▶ **TASK TO CARRY OUT**
Reproduce the listing below as it stands. Leave out each image.

═════ EXTRACTED ENTRIES ═════

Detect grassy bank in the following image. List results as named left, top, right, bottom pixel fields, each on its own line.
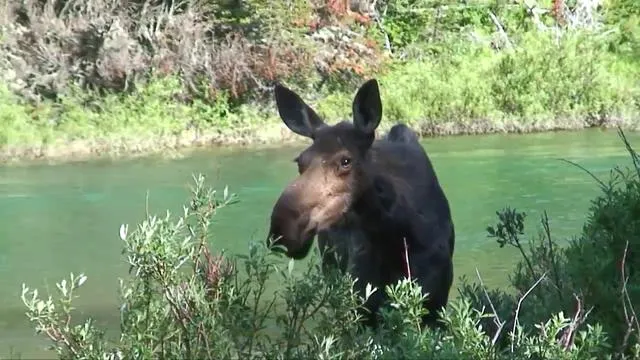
left=1, top=0, right=640, bottom=163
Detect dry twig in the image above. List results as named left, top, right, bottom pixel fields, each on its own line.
left=403, top=237, right=411, bottom=280
left=475, top=268, right=506, bottom=346
left=511, top=272, right=547, bottom=352
left=559, top=294, right=594, bottom=350
left=619, top=240, right=640, bottom=353
left=488, top=11, right=513, bottom=50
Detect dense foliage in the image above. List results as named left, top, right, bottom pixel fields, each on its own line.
left=0, top=0, right=640, bottom=160
left=17, top=129, right=640, bottom=359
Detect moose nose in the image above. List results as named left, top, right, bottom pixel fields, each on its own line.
left=267, top=184, right=314, bottom=256
left=268, top=188, right=298, bottom=238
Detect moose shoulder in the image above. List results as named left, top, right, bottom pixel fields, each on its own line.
left=266, top=79, right=455, bottom=329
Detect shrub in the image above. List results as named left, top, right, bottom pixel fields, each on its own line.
left=604, top=0, right=640, bottom=60
left=328, top=30, right=638, bottom=135
left=490, top=31, right=631, bottom=125
left=18, top=168, right=630, bottom=359
left=559, top=129, right=640, bottom=354
left=461, top=128, right=640, bottom=358
left=0, top=0, right=383, bottom=106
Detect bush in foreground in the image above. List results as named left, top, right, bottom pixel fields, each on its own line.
left=18, top=176, right=608, bottom=359
left=17, top=131, right=640, bottom=359
left=459, top=128, right=640, bottom=358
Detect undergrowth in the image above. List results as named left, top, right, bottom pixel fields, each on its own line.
left=16, top=129, right=640, bottom=359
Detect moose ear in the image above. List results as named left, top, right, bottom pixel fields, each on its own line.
left=274, top=83, right=326, bottom=138
left=352, top=79, right=382, bottom=135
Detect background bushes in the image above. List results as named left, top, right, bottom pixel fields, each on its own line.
left=1, top=0, right=640, bottom=160
left=0, top=0, right=380, bottom=105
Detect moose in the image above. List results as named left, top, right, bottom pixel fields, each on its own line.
left=266, top=79, right=455, bottom=329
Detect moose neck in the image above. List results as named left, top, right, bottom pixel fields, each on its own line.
left=348, top=171, right=409, bottom=278
left=349, top=171, right=399, bottom=237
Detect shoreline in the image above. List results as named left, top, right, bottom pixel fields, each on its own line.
left=2, top=118, right=636, bottom=166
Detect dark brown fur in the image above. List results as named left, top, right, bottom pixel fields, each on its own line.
left=266, top=79, right=455, bottom=329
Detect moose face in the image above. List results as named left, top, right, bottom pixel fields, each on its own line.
left=267, top=79, right=383, bottom=259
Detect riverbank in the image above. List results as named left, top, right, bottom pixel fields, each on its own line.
left=2, top=55, right=639, bottom=163
left=1, top=116, right=637, bottom=165
left=2, top=15, right=640, bottom=164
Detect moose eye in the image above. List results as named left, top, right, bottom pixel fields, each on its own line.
left=340, top=156, right=352, bottom=169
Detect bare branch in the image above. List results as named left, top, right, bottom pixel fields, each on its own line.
left=619, top=240, right=640, bottom=353
left=512, top=272, right=548, bottom=352
left=559, top=294, right=594, bottom=350
left=475, top=268, right=506, bottom=346
left=488, top=11, right=513, bottom=50
left=403, top=237, right=411, bottom=280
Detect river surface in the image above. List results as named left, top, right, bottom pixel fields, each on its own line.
left=0, top=129, right=637, bottom=358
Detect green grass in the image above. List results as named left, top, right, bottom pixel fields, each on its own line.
left=1, top=31, right=639, bottom=163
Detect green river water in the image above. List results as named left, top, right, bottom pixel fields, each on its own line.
left=0, top=129, right=638, bottom=358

═════

▶ **YOUR SOLUTION**
Detect grassy bank in the following image. List results as named left, top, right, bottom pixel fields, each on its own line.
left=1, top=0, right=640, bottom=163
Detect dry twig in the image above. List results as named left, top, right, bottom pixel fields, each on its own line.
left=403, top=237, right=411, bottom=280
left=475, top=268, right=506, bottom=346
left=511, top=272, right=547, bottom=352
left=559, top=294, right=594, bottom=350
left=619, top=240, right=640, bottom=353
left=488, top=11, right=513, bottom=50
Detect dense foliage in the image above. List results as named left, top, right, bottom pixel fields, each on its own line.
left=0, top=0, right=640, bottom=160
left=17, top=129, right=640, bottom=359
Detect moose nose in the image above. List results as named left, top, right, bottom pixel fields, each on its own line.
left=267, top=184, right=314, bottom=256
left=268, top=188, right=298, bottom=238
Detect moose shoulder in the image above. List results as named left, top, right, bottom pixel fields, each on its own line.
left=266, top=79, right=455, bottom=329
Detect shrub in the image above. List results as named left, top, right, bottom pixel fields, each on its own line.
left=604, top=0, right=640, bottom=60
left=328, top=30, right=638, bottom=135
left=490, top=31, right=631, bottom=125
left=18, top=168, right=630, bottom=359
left=559, top=129, right=640, bottom=354
left=461, top=128, right=640, bottom=358
left=0, top=0, right=383, bottom=106
Detect bush in foreground in the image above. List results as named left, top, right, bottom pixel fields, each on its own line.
left=18, top=176, right=608, bottom=359
left=17, top=131, right=640, bottom=359
left=459, top=128, right=640, bottom=358
Detect undergrowth in the image above. List results as named left, top, right, bottom pixel fields, each on its own line.
left=16, top=129, right=640, bottom=359
Detect moose ear in the image above. List results as named left, top, right, bottom pixel fields, each on its own line.
left=274, top=83, right=326, bottom=138
left=352, top=79, right=382, bottom=135
Detect background bushes in the image above. List results as named left, top, right, bottom pixel fields, each on its own line.
left=1, top=0, right=640, bottom=160
left=0, top=0, right=380, bottom=105
Detect moose in the image above. List results as named left, top, right, bottom pixel fields, each on its own line.
left=266, top=79, right=455, bottom=329
Detect moose neck in the image above. List results as named left, top, right, bottom pixel fields, each on its own line.
left=348, top=171, right=409, bottom=278
left=349, top=171, right=399, bottom=237
Detect shoreline in the image above. List results as named left, top, right, bottom pixel fields, each on its own line.
left=2, top=118, right=636, bottom=166
Detect dark brown fur in the image above. List results as named left, top, right, bottom pixel fields, each on its own line.
left=266, top=79, right=455, bottom=329
Detect moose face in the image above. List results as named left, top, right, bottom pixel fields, each on its own line.
left=267, top=79, right=383, bottom=259
Detect riverbank in the image above. List results as named left, top, right, bottom pixel fields, each on its own line.
left=2, top=55, right=639, bottom=163
left=1, top=116, right=637, bottom=165
left=2, top=15, right=640, bottom=164
Detect moose eye in the image above. List results as named left, top, right, bottom pixel fields, each on its own line.
left=340, top=156, right=352, bottom=169
Detect bare branch in the image above. List results as named left, top, right, bottom pixel fields, each on its own line.
left=619, top=240, right=640, bottom=353
left=512, top=272, right=548, bottom=352
left=559, top=294, right=594, bottom=350
left=475, top=268, right=506, bottom=346
left=488, top=11, right=513, bottom=50
left=403, top=237, right=411, bottom=280
Detect river surface in the image above. List results as named left, top, right, bottom pixel fields, each on its own line.
left=0, top=129, right=637, bottom=358
Detect green grass in the image above. List results as named left, top, right, bottom pixel fields, each on its own line.
left=1, top=31, right=639, bottom=163
Detect green river water in the image above. List results as named left, top, right, bottom pixel fields, each on its own line.
left=0, top=129, right=638, bottom=358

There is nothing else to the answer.